*Location labeling entries*:
-- start --

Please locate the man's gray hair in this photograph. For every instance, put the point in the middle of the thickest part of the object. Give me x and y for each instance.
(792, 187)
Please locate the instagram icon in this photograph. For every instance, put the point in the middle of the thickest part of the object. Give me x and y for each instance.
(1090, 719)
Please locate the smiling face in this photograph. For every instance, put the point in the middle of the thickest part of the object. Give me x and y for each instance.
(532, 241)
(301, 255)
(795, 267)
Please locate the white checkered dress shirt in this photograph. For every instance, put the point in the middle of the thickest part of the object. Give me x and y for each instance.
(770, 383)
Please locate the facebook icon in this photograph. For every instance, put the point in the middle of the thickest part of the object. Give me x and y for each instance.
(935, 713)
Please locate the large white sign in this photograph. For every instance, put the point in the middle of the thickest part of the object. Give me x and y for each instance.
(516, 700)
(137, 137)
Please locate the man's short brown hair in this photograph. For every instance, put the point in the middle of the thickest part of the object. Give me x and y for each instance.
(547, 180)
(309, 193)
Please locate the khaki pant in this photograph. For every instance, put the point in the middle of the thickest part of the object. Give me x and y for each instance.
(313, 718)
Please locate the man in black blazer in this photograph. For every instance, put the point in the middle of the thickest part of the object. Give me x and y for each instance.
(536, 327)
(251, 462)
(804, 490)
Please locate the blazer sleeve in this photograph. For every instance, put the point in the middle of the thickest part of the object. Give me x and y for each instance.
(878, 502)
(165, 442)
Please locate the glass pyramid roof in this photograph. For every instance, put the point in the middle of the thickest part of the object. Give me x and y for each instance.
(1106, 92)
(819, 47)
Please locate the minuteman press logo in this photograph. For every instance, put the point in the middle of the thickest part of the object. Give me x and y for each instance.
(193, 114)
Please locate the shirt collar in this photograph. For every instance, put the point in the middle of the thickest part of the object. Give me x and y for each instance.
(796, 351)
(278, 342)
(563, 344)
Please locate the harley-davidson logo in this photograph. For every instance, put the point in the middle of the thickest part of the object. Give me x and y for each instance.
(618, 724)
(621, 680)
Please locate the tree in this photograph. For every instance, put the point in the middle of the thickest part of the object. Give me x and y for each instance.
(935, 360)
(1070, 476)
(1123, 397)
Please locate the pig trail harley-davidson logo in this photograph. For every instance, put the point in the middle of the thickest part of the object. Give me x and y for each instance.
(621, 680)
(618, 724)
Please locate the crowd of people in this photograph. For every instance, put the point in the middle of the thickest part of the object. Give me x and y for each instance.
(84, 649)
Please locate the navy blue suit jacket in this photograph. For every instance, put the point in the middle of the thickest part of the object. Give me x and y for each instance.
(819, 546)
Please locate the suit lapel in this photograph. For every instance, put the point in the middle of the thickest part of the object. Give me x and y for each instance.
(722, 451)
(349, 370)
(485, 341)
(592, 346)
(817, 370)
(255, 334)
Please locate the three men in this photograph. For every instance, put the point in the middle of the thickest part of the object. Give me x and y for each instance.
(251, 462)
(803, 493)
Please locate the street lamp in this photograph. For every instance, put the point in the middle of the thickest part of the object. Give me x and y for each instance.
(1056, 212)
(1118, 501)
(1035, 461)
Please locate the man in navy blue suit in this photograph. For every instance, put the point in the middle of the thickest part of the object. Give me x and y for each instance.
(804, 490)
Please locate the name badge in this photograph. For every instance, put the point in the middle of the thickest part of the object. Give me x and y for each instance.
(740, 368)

-- end --

*Job*:
Rewrite all of the entries above with "thickest part" swapped for "widest part", and leave everything else as it is.

*Expected answer*:
Please locate the man's gray hair in this photograph. For every instance, put the point in the middle of the widest part of the object. Give me x and y for each instance.
(792, 187)
Please locate the instagram icon in this photograph. For every instance, put the point in the middle of the widest part of the object. Give me x and y for each instance.
(1090, 719)
Please locate the smiling face in this photograph. For every instance, put the point in the middle of the widest part of the object. Give me x and y for each instance.
(532, 241)
(301, 255)
(795, 267)
Please locate the white checkered dress shirt in this photograph. For every instance, put the point in the middle of the widest part of the object. Give me x and y for each instance.
(770, 383)
Please locate the facebook icon in this photograph. For every instance, put the point in the middle of the widest part of the object. Give me x and y for each instance.
(935, 713)
Please locate the large white sign in this photograph. For every instance, put the point in the middle of the widest part of the object. Give me x and y for each instance.
(516, 700)
(137, 137)
Please locate the man's short brown hair in this photograph. For every instance, put the point in the middle of the widest part of the object. Give me x and y for each instance.
(547, 180)
(309, 193)
Please locate the khaki pant in this photograph. For every instance, put the point in the middle of the widest part of the object. Give me x and y for each instance.
(313, 718)
Please locate the man in black blazer in this photograph. For every instance, put the point in the middle of the widest part of the object. Give me x and y for each instance.
(536, 327)
(251, 462)
(804, 490)
Please locate the blazer sleeve in this photograph. For every instance, put the point in the middle of the widest part of the object. Give me x and y for each instance.
(878, 502)
(165, 442)
Please locate the glass pyramid roof in this photograph. For every instance, put the point in the middle of the widest part of the object. Give me x and y for each instance.
(1106, 92)
(819, 47)
Please locate the minuteman press logo in this photograph. For every instance, put the point in the middle of the widest part of the object. Give me x and y for each instance.
(193, 114)
Please locate the shirt collar in this photograph. For every instance, put the point in the middle of the widest part of the object. Give me x and y for each instance.
(796, 351)
(278, 342)
(563, 344)
Please locate the harley-davidson logo in this photograph. For every instance, put the point in the middle of the widest part of the object. Give me x and y for each instance.
(618, 724)
(621, 680)
Please locate the tree in this photograph. For every instance, put the point in the middle of the widest part of the object. Give me x and y for each instance.
(935, 360)
(1070, 476)
(1123, 397)
Please locate the pig trail harley-davidson logo in this photograph. For every instance, put the point in the middle of the widest part of the object. Give me x and y for each instance.
(621, 680)
(618, 724)
Please locate the crowd of people in this photograph. For every instance, put the point in the middle of the widest part of the object. Give me x and y for each instance.
(84, 649)
Please locate the navy blue suit jacket in this photograph. For every instance, put the point in the middle of the widest part of the object. Give me x and y for each instance.
(819, 546)
Please locate the suit lapel in this photograph. For every instance, put the point in the middle of the widest part of the object. Give me x and y for each instance.
(722, 451)
(349, 370)
(485, 341)
(592, 346)
(817, 370)
(255, 334)
Please locate the three men in this photograph. For every instance, put the point in the middle of the widest part of the object. Give me x and y for each instance.
(251, 462)
(803, 493)
Please locate the street lamp in this photograph. For every instance, put the point in the middle of the widest part of the object. Give me x and y for each instance.
(1056, 212)
(1118, 501)
(1035, 461)
Please locate the man in navy blue suit in this photograph. For every instance, put the point in the middle of the widest part of the object. Give me x and y for each instance.
(804, 490)
Please locate the name badge in this photograph. For every instance, put the point in the middle of the widest part of the object. Give me x and y for each instance.
(740, 368)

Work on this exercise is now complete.